Assigned task ::
Please retype the data in full, exactly as given.

Data records ::
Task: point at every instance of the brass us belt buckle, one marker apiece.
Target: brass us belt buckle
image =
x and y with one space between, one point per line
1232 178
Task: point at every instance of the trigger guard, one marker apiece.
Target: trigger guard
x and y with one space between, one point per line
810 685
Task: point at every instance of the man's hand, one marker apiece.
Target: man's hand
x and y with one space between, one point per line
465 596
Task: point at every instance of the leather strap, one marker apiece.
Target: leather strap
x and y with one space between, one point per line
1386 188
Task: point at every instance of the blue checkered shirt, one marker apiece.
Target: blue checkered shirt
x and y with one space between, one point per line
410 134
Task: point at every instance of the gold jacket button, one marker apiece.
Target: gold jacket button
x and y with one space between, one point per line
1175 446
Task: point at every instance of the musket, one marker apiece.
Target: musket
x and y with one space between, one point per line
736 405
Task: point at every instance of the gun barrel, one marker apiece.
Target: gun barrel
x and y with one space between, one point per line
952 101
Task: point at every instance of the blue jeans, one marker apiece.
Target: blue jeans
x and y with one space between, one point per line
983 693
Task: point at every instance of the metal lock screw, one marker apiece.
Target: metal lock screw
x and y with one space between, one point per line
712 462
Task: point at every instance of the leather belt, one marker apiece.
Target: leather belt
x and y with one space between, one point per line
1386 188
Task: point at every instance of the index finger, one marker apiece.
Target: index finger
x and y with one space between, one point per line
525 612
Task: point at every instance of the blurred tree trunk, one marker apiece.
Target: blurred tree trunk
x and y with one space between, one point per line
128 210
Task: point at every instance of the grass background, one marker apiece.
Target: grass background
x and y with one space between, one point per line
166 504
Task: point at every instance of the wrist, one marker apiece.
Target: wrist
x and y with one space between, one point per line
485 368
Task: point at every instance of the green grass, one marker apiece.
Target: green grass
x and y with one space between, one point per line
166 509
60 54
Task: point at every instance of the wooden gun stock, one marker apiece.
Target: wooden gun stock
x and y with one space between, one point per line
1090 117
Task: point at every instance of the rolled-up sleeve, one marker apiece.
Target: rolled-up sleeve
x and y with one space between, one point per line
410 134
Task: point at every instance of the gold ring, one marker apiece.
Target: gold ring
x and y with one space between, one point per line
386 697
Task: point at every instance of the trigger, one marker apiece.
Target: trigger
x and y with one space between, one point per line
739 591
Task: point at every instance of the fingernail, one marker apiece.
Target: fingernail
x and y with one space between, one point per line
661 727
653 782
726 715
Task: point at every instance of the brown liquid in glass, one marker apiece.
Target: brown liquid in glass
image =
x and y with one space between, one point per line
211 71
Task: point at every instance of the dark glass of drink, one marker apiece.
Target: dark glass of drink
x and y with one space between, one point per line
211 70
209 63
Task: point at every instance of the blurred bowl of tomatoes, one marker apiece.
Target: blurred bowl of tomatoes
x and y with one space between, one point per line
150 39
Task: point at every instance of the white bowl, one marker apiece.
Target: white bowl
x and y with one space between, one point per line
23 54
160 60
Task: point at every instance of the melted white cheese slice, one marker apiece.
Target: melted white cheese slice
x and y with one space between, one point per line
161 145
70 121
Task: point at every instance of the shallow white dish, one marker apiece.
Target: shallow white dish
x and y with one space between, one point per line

Response to the task ::
Task: point at every instance of the brass us belt buckle, one marker apiece.
Target: brass us belt buckle
image =
x and y with one space between, one point per line
1232 178
Task: point at every instance of the trigger guard, one marker apiece.
Target: trigger guard
x and y with one space between, one point per line
810 685
Task: point at every instance of the man's hand, one marker apiece.
Target: man's hand
x and y with one space between, one point per line
465 596
Task: point at every instance of the leather strap, one marker apiece.
Target: leather strap
x and y with one space between, one point per line
1386 188
Task: point at every instance of the blue checkered shirt, one marker apiece.
Target: blue checkered shirt
x and y with one space between, one point per line
410 134
Task: point at every instance of the gold jacket button, one marker apiece.
Target: gold jacket button
x and y with one space between, one point per line
1175 446
Task: point at every instance of the musket, one marker apiece.
Target: musket
x and y with one space between, one point per line
736 405
Task: point at every instance of the gun barrel, one marker apiece.
Target: gun barrel
x and y with one space between, one point per line
952 101
Task: point at every instance of the blue jeans, one marker apiece.
Target: blue jeans
x and y with one space between, one point per line
983 693
Task: point at every instance of the metal lock screw, one marker apiece.
Target: metal lock screw
x and y with one space between, one point per line
712 462
Task: point at every instance of the leather belt, one marker apiece.
Target: leather belt
x and y with one space between, one point per line
1386 188
Task: point at every instance of the index finger, one marker apiece.
Target: index finger
x and y with one space between, one point per line
525 612
Task: point at every instance of the blurred tree trunk, one marker apiece.
Target: blurred tree trunk
x and y with one space between, one point per line
128 210
Task: point at every instance of the grass background, one marker apiece.
Target: grass background
x and y with one space between, one point per line
166 504
Task: point at every instance of the wrist, one marker apiece.
Target: wrist
x and y with one space between, one point per line
485 368
Task: point at every instance of the green grass, one marker apiece.
Target: green grass
x and y with one space between, one point per line
166 509
60 54
Task: point at every instance of the wooden gun stock, one marker apiece.
Target: wooden gun stock
x and y with one space between, one point per line
1090 117
Task: point at every instance of the rolled-up sleeve, one marker apiece.
Target: rolled-up sleeve
x and y with one space between, one point per line
410 134
Task: point at every instance of the gold ring, one marker apiece.
Target: gold ring
x and y with one space between, one point per line
386 697
Task: point at every instance of the trigger, one marker apiece.
Target: trigger
x and y with one space between, one point per line
739 591
Task: point at every instance of the fingernail, one marker apiece.
Target: fingernail
x and y with one space between, one point per line
661 727
653 782
726 715
Task: point at every instance of the brown liquid in glass, one marker apiece.
Target: brown liquid in glass
image =
x and y with one space between, one point per line
211 71
Task: point at every instance of the dark glass of drink, one marker apiece.
Target: dark glass of drink
x and y with one space between, one point per line
211 70
209 63
Task: point at every instance of the blurred bowl of tomatoes, one marker apiece.
Target: blurred bowl of tomatoes
x and y with one space between, one point per line
150 39
Task: point at every instance of the white bowl, one marker apiece.
Target: white bowl
x and y with one space between, one point per line
23 54
160 60
Task: point at every instance of the melted white cheese slice, one marker apiece.
Target: melted white cheese slice
x and y with one space between, one point per line
161 145
70 121
Task: point at every instance of the shallow white dish, one marker apiece.
Target: shallow white dish
x and y with one space between, one point per line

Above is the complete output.